*** Records to process Section Begins ***

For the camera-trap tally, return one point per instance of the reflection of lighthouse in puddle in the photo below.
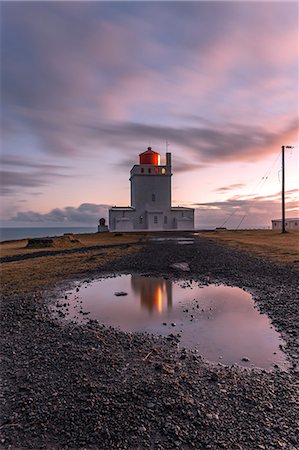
(155, 293)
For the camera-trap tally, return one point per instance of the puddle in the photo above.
(176, 240)
(221, 322)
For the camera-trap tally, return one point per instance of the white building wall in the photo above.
(151, 203)
(289, 224)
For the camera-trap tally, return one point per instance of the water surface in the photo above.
(221, 322)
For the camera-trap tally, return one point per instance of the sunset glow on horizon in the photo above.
(87, 86)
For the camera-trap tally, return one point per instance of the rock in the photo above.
(181, 266)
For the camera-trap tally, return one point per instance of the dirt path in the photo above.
(67, 386)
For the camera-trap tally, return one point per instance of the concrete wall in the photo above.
(150, 191)
(289, 224)
(168, 219)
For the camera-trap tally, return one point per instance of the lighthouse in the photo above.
(151, 199)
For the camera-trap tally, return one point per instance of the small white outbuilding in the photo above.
(290, 224)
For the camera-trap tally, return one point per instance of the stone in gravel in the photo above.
(150, 405)
(181, 266)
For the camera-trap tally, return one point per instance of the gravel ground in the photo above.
(90, 387)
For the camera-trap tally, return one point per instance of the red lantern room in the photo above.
(149, 157)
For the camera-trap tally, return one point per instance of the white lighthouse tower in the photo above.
(151, 199)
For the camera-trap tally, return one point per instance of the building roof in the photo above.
(124, 208)
(178, 208)
(149, 151)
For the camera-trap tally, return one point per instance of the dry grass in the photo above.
(279, 248)
(13, 248)
(39, 273)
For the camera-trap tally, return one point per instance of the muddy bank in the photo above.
(68, 386)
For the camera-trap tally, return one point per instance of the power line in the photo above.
(257, 189)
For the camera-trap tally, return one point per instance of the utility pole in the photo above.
(283, 228)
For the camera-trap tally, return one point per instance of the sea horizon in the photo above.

*** Records to process Section Ends ***

Exercise prompt
In your answer, give every line of the listing above exactly, and do not include the images.

Task output
For the camera-trap tally, return one point per instance of the reflection of lighthouse in puddle in the photo below.
(155, 293)
For the camera-trap tally, return one point per instance of the puddle in the photo above.
(176, 240)
(221, 322)
For the camera-trap tally, return one point per instance of the white building wall in the photo above.
(151, 203)
(289, 224)
For the camera-trap tally, return one point per instance of the water surface in the photo above.
(221, 322)
For the camera-trap tally, return one point per instance of the sunset glow on horizon in the photo above.
(87, 86)
For the camera-trap tally, return one point per instance of the rock in the photo above.
(181, 266)
For the camera-trap tally, return one point per instance of the dirt path in the photo above.
(67, 386)
For the camera-trap tally, return one point per instance of the concrete wall in the photo above.
(150, 191)
(289, 224)
(168, 219)
For the camera-trap tally, return one point per instance of the lighthouse in the photo above.
(151, 199)
For the camera-trap tally, return one point per instance of the small white outbuilding in the photo above.
(290, 224)
For the camera-trap tally, return one point per instance of the stone in gravel in the photo above.
(150, 405)
(181, 266)
For the camera-trap tally, return one point per instance of the gravel ground in the photo above.
(90, 387)
For the camera-trap tally, return one point per instance of the red lantern room in the photo above.
(149, 157)
For the camera-trap tally, return one point per instance of the white lighthouse tower in the photo above.
(151, 199)
For the camera-trap tally, return one point per instance of the building roof in the photo above.
(124, 208)
(178, 208)
(149, 151)
For the camera-trap tally, return one point per instance of the dry grass in the photo above.
(279, 248)
(13, 248)
(39, 273)
For the camera-trap tally, return one point per instance of the muddy bank in the photo above.
(68, 386)
For the camera-trap tally, return one point per instance of the power line in the photo above.
(257, 189)
For the camera-trap tally, return one point per instance of the utility pole in the photo above.
(283, 228)
For the camera-trap tally, return one point per instance of the sea horizon in the photo above.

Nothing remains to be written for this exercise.